── AVAILABLE RECORDS
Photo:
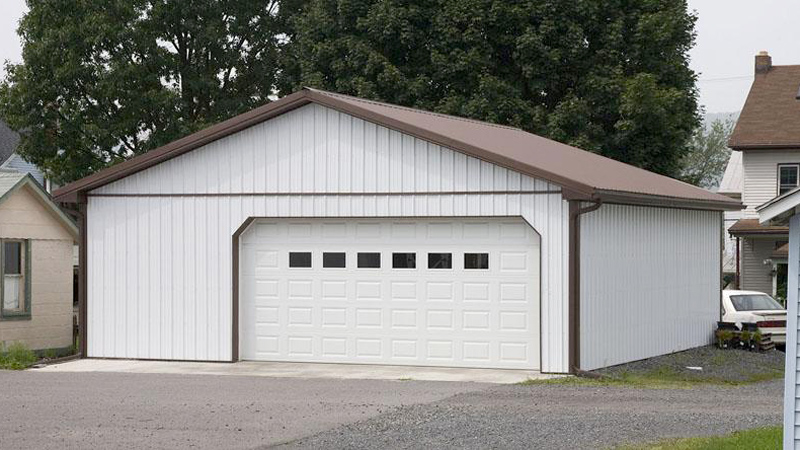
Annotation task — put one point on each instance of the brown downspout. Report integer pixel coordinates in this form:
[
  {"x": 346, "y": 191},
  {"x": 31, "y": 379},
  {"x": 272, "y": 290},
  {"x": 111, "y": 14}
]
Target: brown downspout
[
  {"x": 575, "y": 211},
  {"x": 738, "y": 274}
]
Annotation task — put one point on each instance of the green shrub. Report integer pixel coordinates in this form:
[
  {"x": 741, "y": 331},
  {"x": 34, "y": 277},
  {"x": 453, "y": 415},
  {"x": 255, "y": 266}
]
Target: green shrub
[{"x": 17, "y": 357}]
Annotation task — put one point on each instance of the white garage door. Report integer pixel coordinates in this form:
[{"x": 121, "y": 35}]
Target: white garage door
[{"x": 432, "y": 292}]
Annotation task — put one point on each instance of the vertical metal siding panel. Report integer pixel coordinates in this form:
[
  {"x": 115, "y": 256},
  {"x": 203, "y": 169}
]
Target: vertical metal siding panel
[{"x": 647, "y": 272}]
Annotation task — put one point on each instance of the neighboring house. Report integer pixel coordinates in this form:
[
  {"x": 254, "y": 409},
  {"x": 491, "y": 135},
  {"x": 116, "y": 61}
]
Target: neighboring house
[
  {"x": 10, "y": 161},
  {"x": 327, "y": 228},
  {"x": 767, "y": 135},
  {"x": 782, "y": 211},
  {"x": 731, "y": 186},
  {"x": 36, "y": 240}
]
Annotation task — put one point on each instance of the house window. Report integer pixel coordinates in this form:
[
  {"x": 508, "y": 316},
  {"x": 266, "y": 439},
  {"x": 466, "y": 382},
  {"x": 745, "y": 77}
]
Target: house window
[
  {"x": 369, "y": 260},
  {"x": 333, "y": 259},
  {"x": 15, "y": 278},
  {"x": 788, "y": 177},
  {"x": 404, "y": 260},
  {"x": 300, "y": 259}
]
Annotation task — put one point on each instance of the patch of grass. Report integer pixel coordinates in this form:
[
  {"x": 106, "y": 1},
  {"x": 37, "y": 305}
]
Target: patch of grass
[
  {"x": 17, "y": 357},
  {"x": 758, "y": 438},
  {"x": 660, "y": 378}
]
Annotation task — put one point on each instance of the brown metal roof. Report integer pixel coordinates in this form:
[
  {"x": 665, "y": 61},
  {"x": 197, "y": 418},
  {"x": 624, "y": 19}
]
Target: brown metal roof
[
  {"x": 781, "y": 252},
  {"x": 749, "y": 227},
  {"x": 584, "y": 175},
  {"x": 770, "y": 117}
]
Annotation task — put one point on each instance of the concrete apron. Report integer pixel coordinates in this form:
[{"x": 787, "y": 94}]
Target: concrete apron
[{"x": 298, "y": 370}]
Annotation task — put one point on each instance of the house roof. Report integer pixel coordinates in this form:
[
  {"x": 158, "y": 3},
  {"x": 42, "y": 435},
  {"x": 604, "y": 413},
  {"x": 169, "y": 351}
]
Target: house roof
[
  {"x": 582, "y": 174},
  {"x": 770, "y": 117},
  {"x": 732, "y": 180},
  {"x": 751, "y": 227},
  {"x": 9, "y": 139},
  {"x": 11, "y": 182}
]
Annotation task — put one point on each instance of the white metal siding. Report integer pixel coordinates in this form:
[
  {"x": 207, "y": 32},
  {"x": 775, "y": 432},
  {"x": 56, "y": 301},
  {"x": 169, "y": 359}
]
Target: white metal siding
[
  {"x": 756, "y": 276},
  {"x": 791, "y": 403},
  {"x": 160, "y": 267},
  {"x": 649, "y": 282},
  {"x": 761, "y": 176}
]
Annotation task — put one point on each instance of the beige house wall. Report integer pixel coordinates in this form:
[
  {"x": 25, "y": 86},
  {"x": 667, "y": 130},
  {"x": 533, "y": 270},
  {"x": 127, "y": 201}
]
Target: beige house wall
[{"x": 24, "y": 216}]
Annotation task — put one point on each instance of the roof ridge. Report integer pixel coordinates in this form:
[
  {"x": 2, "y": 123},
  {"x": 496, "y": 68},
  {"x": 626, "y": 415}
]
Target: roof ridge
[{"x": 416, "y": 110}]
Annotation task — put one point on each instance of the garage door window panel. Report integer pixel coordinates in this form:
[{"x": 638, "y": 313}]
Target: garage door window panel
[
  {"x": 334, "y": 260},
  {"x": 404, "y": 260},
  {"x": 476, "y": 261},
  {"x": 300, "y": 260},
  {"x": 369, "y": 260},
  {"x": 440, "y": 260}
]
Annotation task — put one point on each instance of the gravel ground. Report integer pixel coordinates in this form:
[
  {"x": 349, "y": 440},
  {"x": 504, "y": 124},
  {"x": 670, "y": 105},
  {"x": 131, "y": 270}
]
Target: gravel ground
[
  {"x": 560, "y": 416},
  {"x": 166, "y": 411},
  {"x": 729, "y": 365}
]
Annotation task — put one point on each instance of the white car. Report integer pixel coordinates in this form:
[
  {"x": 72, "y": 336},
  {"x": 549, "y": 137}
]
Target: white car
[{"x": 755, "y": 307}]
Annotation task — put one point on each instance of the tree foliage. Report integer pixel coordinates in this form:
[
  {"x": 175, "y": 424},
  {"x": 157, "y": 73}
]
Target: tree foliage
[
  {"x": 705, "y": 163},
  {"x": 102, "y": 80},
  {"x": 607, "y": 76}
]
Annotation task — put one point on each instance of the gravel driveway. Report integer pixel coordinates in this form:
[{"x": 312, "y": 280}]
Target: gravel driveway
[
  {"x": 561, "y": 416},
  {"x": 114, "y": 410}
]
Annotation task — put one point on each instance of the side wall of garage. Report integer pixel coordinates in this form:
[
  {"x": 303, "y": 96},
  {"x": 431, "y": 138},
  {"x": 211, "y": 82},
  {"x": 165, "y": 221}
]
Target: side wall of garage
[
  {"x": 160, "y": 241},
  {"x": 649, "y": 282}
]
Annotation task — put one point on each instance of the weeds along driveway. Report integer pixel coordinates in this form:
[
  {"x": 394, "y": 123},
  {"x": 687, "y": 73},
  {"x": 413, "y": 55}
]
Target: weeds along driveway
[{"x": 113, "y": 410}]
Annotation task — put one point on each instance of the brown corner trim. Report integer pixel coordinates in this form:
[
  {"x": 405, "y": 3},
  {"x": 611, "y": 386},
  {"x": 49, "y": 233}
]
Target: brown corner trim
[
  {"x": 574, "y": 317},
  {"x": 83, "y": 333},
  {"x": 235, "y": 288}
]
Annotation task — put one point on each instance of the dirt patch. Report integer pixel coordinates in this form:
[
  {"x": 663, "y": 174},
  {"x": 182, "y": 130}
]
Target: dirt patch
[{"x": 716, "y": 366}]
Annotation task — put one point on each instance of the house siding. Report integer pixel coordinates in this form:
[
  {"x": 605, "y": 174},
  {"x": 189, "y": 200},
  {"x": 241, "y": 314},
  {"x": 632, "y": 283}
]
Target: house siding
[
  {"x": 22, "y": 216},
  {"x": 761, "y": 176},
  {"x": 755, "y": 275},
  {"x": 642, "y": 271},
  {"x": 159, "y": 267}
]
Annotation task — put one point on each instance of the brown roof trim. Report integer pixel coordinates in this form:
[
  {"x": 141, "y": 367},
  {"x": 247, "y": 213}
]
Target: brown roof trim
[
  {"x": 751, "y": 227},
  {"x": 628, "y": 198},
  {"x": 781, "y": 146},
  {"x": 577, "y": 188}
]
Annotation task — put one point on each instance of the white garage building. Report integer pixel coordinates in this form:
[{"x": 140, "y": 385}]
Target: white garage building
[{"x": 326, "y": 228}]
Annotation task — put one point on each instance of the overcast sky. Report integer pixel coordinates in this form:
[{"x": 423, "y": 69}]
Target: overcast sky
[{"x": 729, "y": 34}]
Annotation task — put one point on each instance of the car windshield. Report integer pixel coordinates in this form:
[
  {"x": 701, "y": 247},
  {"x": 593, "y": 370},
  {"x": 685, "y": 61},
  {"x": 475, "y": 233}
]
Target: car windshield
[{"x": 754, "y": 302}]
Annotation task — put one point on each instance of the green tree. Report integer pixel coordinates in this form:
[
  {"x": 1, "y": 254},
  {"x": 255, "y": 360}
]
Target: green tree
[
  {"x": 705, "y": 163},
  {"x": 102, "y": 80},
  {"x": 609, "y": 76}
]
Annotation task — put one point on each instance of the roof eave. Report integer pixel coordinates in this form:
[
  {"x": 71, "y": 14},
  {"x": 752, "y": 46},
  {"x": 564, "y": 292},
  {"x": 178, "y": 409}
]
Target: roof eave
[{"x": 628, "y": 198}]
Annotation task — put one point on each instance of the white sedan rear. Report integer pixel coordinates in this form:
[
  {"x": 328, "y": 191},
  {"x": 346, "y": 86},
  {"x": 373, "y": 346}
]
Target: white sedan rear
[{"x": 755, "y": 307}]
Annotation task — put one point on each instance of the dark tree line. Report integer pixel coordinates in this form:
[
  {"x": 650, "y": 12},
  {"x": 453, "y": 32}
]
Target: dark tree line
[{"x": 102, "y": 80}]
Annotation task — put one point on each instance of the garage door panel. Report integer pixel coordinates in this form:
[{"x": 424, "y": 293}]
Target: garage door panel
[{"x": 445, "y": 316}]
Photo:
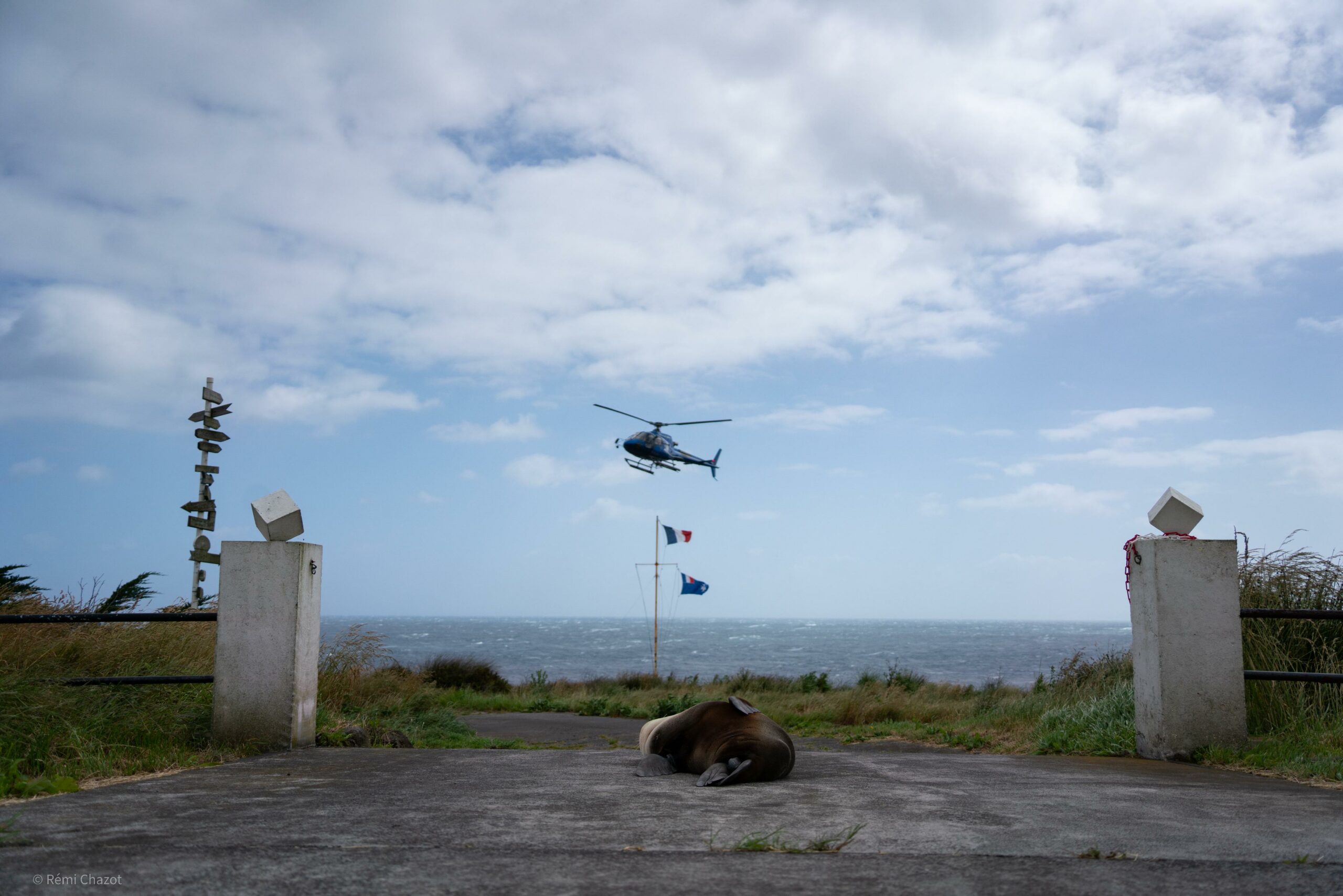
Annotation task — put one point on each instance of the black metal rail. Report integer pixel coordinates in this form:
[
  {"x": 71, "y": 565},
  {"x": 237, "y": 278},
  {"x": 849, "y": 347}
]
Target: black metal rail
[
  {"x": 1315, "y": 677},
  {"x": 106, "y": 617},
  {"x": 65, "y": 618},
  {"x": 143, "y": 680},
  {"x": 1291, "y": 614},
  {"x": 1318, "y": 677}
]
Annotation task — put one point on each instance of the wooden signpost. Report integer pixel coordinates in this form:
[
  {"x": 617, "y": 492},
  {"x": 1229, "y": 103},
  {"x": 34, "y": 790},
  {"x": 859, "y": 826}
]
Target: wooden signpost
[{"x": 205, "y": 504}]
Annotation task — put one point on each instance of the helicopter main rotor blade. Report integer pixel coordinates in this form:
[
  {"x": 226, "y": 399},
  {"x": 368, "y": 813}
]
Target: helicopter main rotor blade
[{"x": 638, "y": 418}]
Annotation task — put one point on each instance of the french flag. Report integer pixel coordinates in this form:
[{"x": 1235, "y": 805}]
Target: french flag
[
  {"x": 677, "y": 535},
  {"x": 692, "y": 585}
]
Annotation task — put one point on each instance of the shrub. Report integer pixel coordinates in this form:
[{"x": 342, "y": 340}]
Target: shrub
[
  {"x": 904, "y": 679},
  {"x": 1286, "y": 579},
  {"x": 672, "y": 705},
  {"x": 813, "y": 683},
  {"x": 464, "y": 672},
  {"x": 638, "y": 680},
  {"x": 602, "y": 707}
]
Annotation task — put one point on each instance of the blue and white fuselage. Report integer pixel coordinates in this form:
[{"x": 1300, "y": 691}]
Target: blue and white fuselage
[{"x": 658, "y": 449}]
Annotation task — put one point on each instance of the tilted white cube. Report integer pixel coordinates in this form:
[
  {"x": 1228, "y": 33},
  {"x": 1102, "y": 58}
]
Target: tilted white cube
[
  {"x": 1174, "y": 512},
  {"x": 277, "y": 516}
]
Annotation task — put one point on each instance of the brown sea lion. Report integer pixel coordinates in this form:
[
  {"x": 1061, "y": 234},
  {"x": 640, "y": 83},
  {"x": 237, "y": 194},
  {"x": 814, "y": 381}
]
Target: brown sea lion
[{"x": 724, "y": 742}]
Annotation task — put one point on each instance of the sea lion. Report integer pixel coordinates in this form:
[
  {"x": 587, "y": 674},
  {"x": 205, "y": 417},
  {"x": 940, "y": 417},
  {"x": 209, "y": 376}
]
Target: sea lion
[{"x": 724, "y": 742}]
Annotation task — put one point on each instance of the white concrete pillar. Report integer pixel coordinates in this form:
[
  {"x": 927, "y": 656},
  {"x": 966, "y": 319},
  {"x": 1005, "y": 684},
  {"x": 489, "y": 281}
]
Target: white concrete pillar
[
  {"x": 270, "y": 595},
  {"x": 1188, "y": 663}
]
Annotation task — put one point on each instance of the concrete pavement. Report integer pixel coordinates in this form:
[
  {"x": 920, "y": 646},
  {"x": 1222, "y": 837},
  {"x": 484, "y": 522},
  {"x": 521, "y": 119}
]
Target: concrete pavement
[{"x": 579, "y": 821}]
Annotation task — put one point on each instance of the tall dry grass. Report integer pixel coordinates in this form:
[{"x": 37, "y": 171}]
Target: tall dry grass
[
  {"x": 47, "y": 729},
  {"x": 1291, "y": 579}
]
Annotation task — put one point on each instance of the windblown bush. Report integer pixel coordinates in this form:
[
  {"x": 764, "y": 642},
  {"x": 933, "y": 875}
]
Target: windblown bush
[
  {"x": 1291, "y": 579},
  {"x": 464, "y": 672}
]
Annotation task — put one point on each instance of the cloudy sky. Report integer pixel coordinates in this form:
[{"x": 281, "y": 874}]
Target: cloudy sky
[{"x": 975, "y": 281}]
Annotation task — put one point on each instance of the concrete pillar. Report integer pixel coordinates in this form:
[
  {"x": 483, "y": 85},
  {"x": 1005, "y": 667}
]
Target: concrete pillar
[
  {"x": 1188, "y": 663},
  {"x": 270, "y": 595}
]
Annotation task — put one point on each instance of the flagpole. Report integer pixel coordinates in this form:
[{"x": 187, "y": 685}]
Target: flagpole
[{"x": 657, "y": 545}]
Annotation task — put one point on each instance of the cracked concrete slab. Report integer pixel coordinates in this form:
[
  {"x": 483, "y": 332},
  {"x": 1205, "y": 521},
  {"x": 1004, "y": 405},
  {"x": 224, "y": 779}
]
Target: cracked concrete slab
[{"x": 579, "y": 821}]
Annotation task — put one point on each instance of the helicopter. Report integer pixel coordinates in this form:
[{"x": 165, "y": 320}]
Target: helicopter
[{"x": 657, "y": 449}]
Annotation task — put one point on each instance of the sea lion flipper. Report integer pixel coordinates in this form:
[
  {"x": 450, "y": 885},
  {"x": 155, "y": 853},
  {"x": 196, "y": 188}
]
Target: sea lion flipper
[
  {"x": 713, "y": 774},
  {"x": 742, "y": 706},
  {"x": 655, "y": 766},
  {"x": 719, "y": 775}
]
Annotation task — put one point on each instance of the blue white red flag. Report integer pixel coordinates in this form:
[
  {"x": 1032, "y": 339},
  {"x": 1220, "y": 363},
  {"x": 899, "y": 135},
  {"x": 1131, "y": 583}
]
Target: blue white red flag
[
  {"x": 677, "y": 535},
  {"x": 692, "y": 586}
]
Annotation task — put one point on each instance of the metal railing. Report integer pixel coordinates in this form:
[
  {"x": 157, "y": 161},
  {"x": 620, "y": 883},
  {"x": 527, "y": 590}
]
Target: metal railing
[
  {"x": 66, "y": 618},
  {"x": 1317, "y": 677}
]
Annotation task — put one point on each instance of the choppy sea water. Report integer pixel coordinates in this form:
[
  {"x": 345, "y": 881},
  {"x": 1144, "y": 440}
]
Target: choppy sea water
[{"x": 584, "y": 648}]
────
--- EXERCISE BRIEF ---
Lay out the lines of the data as a numbered list, skipping any blank lines, starting at the line that contains "of the choppy" and ending at the end of the data.

--- ANSWER FOR THE TASK ---
1. Annotation task — put one point on each instance of the choppy sea water. Report integer pixel coordinates in this form:
2. [
3.   {"x": 345, "y": 881},
4.   {"x": 1144, "y": 440}
5. ]
6. Target: choppy sea water
7. [{"x": 584, "y": 648}]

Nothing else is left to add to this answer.